** What the exercise asks **
Which lines in the rows below contain the string "flower", with case counting? Pull out each of those lines in full.

** Data shown **
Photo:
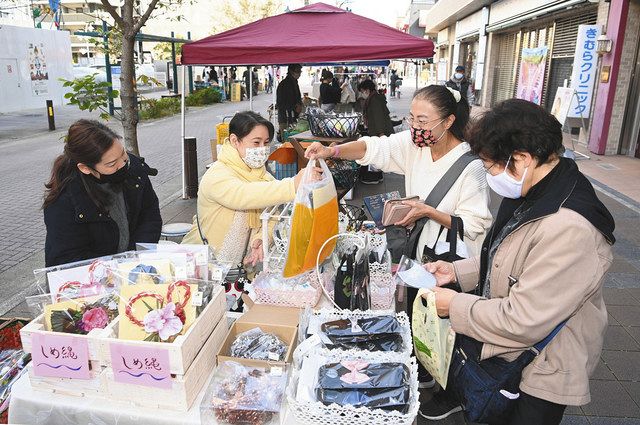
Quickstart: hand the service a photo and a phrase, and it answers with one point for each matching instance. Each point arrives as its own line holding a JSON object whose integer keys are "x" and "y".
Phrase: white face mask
{"x": 256, "y": 157}
{"x": 505, "y": 185}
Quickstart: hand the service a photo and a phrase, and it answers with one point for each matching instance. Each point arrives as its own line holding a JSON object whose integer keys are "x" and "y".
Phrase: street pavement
{"x": 26, "y": 162}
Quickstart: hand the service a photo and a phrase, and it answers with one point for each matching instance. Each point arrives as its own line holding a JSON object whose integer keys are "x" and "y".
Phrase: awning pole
{"x": 273, "y": 97}
{"x": 250, "y": 88}
{"x": 182, "y": 122}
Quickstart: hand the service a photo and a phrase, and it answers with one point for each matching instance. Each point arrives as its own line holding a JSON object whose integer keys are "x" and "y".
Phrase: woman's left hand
{"x": 444, "y": 296}
{"x": 256, "y": 255}
{"x": 418, "y": 211}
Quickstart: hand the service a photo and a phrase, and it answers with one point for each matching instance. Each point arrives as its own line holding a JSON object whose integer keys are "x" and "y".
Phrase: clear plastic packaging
{"x": 258, "y": 345}
{"x": 244, "y": 395}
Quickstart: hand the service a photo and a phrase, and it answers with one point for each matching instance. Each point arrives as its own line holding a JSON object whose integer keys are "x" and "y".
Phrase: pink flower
{"x": 96, "y": 318}
{"x": 163, "y": 321}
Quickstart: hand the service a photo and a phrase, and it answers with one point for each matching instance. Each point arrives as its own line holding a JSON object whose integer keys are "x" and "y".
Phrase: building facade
{"x": 496, "y": 41}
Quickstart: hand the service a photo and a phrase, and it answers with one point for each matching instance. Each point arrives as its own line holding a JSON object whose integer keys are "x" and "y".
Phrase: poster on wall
{"x": 531, "y": 79}
{"x": 561, "y": 103}
{"x": 585, "y": 68}
{"x": 38, "y": 69}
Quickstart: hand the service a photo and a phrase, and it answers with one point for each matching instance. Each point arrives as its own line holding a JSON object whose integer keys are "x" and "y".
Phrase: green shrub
{"x": 203, "y": 97}
{"x": 159, "y": 108}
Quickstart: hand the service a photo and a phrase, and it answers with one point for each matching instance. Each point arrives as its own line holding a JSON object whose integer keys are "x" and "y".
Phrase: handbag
{"x": 429, "y": 254}
{"x": 235, "y": 280}
{"x": 489, "y": 389}
{"x": 403, "y": 241}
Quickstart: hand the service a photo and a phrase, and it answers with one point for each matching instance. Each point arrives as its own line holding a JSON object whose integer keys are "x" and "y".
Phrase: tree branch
{"x": 113, "y": 12}
{"x": 143, "y": 19}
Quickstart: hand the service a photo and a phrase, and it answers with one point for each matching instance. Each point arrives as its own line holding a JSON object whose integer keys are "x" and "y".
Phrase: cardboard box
{"x": 280, "y": 321}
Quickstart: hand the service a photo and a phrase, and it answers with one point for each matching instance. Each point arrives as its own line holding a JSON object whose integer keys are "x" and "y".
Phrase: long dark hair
{"x": 243, "y": 123}
{"x": 445, "y": 103}
{"x": 85, "y": 143}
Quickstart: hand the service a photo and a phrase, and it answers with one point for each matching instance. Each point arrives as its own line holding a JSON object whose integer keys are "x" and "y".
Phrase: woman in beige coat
{"x": 542, "y": 263}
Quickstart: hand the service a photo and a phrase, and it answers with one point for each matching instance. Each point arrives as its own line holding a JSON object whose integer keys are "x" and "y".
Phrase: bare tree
{"x": 129, "y": 21}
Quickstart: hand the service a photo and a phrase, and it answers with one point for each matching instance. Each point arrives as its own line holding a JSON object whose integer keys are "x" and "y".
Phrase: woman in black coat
{"x": 99, "y": 200}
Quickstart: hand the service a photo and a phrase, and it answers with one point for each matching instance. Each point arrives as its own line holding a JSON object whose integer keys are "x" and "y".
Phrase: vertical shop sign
{"x": 584, "y": 71}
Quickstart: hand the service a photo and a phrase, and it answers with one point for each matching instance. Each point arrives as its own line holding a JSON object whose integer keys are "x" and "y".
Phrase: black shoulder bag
{"x": 403, "y": 241}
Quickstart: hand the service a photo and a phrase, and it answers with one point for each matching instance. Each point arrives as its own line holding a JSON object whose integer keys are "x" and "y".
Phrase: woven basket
{"x": 289, "y": 297}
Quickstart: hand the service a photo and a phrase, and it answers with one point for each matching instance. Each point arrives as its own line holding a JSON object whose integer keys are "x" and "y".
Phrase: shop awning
{"x": 317, "y": 33}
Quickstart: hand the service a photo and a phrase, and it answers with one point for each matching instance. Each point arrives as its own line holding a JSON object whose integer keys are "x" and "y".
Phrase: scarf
{"x": 230, "y": 157}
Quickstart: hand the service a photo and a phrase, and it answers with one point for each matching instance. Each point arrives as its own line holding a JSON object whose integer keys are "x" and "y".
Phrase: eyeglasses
{"x": 422, "y": 124}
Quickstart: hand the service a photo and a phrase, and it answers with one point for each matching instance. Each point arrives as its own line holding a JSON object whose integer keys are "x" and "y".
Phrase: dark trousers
{"x": 532, "y": 410}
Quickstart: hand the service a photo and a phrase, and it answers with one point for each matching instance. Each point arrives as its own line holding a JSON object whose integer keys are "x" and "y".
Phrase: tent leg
{"x": 273, "y": 97}
{"x": 182, "y": 130}
{"x": 250, "y": 89}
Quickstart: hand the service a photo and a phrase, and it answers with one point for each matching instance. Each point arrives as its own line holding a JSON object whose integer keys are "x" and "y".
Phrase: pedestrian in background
{"x": 99, "y": 199}
{"x": 459, "y": 81}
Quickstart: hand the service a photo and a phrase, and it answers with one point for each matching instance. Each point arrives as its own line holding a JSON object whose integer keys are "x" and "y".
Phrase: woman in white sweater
{"x": 423, "y": 155}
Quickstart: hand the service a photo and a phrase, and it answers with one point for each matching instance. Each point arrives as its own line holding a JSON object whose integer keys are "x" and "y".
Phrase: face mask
{"x": 117, "y": 177}
{"x": 505, "y": 185}
{"x": 256, "y": 157}
{"x": 423, "y": 138}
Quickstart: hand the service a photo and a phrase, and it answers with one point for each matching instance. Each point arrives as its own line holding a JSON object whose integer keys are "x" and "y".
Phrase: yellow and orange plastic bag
{"x": 314, "y": 221}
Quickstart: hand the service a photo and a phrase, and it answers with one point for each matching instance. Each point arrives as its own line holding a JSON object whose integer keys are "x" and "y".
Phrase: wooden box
{"x": 280, "y": 321}
{"x": 185, "y": 387}
{"x": 185, "y": 348}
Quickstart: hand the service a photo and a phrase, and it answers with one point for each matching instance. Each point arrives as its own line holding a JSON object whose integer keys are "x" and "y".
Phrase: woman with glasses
{"x": 423, "y": 154}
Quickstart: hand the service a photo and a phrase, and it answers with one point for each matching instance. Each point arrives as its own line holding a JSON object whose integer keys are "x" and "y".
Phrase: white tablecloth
{"x": 32, "y": 407}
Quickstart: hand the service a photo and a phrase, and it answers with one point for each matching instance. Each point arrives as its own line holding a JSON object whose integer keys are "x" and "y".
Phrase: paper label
{"x": 216, "y": 273}
{"x": 196, "y": 299}
{"x": 274, "y": 357}
{"x": 140, "y": 365}
{"x": 60, "y": 356}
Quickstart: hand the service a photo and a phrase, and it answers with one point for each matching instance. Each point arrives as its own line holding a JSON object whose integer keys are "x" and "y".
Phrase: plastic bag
{"x": 258, "y": 345}
{"x": 244, "y": 395}
{"x": 359, "y": 383}
{"x": 379, "y": 333}
{"x": 314, "y": 221}
{"x": 433, "y": 337}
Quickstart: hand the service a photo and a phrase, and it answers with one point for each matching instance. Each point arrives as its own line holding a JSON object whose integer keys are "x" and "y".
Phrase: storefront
{"x": 554, "y": 29}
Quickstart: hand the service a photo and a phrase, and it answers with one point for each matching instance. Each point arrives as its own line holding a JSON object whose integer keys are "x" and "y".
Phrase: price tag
{"x": 216, "y": 273}
{"x": 140, "y": 365}
{"x": 274, "y": 357}
{"x": 196, "y": 300}
{"x": 60, "y": 356}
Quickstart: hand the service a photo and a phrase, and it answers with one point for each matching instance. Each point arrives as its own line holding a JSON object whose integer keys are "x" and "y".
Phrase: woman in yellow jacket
{"x": 236, "y": 189}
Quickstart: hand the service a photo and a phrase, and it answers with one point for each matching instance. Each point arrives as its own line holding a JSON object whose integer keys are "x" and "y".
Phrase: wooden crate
{"x": 94, "y": 387}
{"x": 185, "y": 387}
{"x": 185, "y": 348}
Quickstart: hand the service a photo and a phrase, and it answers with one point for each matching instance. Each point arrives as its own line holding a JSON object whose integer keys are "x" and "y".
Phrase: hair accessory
{"x": 456, "y": 94}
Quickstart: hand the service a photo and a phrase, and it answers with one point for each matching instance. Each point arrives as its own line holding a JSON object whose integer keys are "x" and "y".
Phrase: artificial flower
{"x": 95, "y": 318}
{"x": 163, "y": 321}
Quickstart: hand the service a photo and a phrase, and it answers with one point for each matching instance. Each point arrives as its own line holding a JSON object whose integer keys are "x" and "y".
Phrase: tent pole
{"x": 273, "y": 97}
{"x": 250, "y": 88}
{"x": 182, "y": 130}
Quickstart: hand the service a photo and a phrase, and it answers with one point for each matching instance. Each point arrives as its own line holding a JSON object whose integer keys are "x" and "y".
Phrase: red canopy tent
{"x": 313, "y": 34}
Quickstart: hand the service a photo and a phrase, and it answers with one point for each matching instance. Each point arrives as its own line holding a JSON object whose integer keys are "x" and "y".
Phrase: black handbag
{"x": 404, "y": 241}
{"x": 457, "y": 230}
{"x": 489, "y": 389}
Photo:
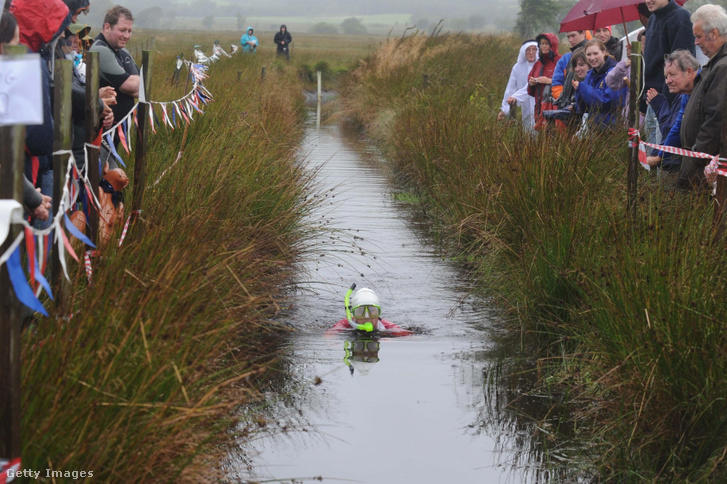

** Result for this task **
Phrase: pink flower
Phrase: artificial flower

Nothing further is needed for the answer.